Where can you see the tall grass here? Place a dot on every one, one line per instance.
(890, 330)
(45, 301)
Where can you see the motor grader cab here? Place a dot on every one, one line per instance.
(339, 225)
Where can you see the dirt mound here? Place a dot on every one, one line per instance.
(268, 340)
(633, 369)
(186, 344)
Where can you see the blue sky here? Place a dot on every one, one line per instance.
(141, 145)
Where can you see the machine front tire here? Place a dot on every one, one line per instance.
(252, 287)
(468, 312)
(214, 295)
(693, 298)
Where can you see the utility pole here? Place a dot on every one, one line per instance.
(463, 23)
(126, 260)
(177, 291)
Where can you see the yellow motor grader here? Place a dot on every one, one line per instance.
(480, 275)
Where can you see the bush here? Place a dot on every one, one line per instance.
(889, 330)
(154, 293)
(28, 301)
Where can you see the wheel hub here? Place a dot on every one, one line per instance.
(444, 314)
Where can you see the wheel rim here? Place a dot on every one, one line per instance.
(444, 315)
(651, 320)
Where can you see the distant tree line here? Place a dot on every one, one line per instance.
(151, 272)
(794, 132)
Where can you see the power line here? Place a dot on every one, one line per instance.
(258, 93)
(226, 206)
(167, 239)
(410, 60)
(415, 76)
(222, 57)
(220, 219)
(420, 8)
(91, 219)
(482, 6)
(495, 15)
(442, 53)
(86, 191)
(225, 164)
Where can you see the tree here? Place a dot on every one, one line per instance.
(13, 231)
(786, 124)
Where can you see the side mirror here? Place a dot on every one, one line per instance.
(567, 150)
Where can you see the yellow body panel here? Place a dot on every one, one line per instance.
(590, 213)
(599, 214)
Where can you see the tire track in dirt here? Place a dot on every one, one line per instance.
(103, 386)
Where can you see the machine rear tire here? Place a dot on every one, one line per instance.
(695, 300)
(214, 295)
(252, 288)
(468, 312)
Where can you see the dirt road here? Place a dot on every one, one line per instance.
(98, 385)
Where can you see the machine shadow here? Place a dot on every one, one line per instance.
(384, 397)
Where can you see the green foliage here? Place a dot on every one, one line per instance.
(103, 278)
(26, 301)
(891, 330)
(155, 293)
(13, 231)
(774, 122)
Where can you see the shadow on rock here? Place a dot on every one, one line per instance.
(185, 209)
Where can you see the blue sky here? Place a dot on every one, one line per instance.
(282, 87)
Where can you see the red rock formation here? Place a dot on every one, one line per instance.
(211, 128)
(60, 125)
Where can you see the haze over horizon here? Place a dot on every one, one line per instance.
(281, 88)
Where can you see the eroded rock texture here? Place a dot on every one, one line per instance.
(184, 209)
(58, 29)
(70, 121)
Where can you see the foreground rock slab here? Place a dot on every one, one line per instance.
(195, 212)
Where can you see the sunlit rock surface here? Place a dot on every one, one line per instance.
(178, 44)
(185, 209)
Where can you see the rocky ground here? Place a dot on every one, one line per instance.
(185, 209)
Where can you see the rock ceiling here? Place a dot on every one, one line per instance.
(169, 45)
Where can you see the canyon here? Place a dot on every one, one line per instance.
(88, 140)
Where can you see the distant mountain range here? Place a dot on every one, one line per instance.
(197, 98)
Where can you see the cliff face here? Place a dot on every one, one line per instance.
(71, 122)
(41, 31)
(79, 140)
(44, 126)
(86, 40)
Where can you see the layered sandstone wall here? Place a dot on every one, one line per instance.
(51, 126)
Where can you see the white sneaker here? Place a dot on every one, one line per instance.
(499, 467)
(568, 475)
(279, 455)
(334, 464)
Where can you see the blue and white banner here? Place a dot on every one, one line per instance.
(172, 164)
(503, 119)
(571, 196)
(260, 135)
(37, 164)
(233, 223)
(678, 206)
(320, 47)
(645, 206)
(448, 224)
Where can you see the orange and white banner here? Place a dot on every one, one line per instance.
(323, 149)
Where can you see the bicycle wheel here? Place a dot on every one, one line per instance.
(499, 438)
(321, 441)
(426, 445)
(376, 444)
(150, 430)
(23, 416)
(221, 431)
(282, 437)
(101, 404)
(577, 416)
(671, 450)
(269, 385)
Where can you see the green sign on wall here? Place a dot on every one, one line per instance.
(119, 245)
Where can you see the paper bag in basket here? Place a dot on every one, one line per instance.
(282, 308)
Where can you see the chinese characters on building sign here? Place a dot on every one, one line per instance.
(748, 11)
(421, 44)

SHORT TASK
Starting from the line containing "Where can you see the layered", repeat each line through the end of the entries, exactly.

FULL ANSWER
Where can you see the layered sandstone wall here? Place a dot on every one, one line per instance.
(51, 126)
Where can you see the white sneaker here? Place a dot on every one, one line per instance.
(499, 467)
(568, 475)
(279, 455)
(334, 464)
Where can you see the blue and white banner here? Place a dot on every one, one line per instance.
(172, 164)
(503, 119)
(571, 196)
(260, 135)
(37, 164)
(233, 223)
(678, 206)
(320, 47)
(645, 206)
(448, 224)
Where can you see the orange and white banner here? Place a dot on every one, one line per instance.
(323, 149)
Where can you see the bicycle wheel here? Place a dot on every one, one line per instance.
(499, 438)
(321, 441)
(426, 445)
(376, 444)
(150, 430)
(23, 416)
(221, 431)
(282, 437)
(101, 404)
(577, 416)
(671, 450)
(269, 385)
Where can you see the green sign on wall here? Place a dot on every one, one line per instance.
(119, 245)
Where can you see the paper bag in basket here? Place a dot on every one, one line per instance.
(282, 308)
Where can you see the chinese characters on building sign here? Place a dot on every one, one line per instance.
(748, 11)
(421, 44)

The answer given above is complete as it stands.